begin Quoted passage
Skip to content

BLIP3-o

Image generation model from Salesforce. Generation only — no understanding or editing.

Dependencies

The model environment is managed via the blip3o image defined in modal/images.py. For local setup, install the dependencies listed in model/BLIP3o/requirements.txt.

Flash Attention (required)

BLIP3-o requires Flash Attention (v2.6.2). The Modal image already includes it. For local setup, install a pre-compiled wheel matching your environment — see modal/README.md for the exact environment parameters and installation instructions.

Inference

BLIP3-o uses subprocess-based generation (wrapping the original BLIP3-o scripts).
end Quoted passage
begin Given data
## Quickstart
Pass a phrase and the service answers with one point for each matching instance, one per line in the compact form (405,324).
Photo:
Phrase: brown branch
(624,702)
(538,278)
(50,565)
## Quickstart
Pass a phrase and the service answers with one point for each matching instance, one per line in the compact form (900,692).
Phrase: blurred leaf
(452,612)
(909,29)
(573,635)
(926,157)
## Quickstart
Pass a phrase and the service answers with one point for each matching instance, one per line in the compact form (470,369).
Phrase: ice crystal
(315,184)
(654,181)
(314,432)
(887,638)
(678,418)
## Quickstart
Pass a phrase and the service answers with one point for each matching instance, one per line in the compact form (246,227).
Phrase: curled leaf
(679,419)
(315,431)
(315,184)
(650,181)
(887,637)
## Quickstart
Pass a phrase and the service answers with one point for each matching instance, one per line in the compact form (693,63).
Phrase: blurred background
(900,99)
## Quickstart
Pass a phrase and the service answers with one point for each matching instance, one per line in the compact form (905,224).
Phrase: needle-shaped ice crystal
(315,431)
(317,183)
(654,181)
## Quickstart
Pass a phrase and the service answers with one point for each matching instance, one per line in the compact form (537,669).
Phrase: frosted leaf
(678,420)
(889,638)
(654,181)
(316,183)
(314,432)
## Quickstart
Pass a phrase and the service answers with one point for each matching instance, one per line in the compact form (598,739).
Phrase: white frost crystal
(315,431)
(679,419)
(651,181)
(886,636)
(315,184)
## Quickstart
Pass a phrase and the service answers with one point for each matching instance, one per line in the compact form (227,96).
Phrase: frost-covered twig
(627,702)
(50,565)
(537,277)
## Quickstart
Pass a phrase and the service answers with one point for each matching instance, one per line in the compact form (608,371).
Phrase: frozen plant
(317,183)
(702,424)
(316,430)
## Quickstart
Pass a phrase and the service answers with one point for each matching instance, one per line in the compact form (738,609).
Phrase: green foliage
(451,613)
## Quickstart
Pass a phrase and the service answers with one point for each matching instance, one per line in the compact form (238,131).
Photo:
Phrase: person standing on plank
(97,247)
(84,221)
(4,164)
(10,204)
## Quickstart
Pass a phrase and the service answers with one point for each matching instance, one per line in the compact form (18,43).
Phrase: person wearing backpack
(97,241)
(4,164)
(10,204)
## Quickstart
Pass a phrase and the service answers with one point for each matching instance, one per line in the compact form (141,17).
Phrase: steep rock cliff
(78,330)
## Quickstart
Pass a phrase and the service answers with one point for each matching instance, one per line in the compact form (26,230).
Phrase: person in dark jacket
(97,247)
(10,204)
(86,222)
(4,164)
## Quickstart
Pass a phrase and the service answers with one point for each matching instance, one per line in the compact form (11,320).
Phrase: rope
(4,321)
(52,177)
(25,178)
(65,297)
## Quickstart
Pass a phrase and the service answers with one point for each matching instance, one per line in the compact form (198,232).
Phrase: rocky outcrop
end Given data
§ **Work to do**
1 > According to the BLIP3-o page, which version of Flash Attention does the model require?
2 > From the BLIP3-o page, write out the passage starting at "Image generation model" and ending at "Flash Attention (required)", swapping "Salesforce" for "an outside vendor".

§ **Solutions to the tasks**
1 > Version 2.6.2.

2 >
Image generation model from an outside vendor. Generation only — no understanding or editing.

Dependencies

The model environment is managed via the blip3o image defined in modal/images.py. For local setup, install the dependencies listed in model/BLIP3o/requirements.txt.

Flash Attention (required)